**PROBLEM DETAILS**
List every line in the records below that contains the word "dark", copying each line in full. Case counts.

──────────

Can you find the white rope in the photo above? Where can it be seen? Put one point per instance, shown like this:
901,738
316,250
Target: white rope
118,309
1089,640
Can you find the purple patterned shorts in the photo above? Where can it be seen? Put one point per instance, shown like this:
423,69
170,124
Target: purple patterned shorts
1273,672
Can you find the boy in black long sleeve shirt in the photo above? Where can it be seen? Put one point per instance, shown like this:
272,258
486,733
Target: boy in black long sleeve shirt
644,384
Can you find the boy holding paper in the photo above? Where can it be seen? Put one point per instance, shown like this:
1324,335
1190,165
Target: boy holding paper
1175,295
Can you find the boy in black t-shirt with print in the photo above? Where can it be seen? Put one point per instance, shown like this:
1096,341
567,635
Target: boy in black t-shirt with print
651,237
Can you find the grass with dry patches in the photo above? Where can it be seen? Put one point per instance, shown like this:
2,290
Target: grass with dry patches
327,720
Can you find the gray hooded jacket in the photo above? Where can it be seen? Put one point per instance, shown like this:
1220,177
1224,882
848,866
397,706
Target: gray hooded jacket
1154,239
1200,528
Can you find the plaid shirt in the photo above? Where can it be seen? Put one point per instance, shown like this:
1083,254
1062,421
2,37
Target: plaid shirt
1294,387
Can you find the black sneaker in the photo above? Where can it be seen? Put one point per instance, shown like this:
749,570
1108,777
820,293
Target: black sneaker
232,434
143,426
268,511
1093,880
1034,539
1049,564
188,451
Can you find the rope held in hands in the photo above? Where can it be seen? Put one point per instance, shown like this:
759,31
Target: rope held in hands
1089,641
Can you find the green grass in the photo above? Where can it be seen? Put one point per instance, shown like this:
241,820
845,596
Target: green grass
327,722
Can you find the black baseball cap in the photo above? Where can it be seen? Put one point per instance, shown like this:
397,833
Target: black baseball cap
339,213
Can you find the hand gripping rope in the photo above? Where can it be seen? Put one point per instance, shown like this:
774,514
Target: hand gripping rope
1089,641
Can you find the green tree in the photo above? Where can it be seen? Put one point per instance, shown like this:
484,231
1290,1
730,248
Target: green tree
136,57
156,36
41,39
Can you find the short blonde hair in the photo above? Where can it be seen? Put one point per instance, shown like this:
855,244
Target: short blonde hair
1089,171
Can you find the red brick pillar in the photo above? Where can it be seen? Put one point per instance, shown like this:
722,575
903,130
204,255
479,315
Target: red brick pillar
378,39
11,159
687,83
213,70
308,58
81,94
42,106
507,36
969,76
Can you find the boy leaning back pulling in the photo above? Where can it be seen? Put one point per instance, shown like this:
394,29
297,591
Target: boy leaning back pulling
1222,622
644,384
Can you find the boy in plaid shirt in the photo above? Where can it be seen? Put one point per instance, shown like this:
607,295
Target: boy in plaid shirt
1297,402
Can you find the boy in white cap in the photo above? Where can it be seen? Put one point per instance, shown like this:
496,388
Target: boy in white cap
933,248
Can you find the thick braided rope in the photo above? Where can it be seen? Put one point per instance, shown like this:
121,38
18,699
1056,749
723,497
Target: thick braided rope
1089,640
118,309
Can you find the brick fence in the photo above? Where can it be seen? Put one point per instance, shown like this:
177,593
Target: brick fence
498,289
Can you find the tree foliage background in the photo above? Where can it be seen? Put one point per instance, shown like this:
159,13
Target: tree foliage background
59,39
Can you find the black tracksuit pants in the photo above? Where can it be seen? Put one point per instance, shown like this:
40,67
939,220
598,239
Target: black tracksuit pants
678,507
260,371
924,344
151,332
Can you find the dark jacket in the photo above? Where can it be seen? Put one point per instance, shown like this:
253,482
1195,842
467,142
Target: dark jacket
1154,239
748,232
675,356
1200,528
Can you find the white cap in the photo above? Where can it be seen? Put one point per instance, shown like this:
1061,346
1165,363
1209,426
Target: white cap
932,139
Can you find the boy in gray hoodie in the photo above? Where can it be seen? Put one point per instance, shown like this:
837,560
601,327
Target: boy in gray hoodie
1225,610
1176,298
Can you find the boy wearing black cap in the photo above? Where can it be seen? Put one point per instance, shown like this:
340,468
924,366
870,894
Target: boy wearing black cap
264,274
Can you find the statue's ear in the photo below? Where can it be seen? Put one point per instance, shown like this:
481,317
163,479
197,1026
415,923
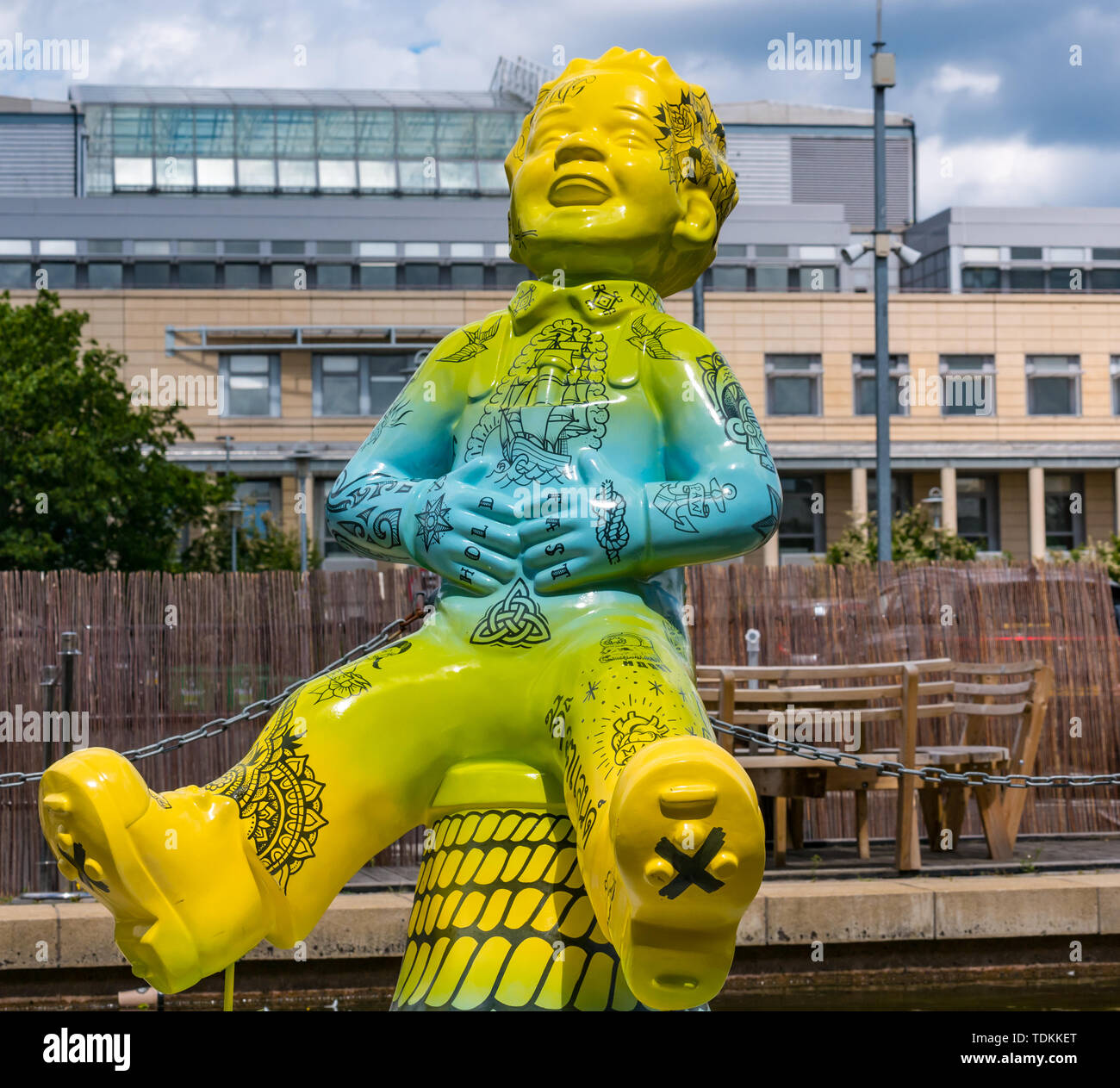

──────────

**OUTPUT**
Can you find the dark jacket in the photo above? Where can it be seen? Put one point per instance, shown like this:
Target: dark jacket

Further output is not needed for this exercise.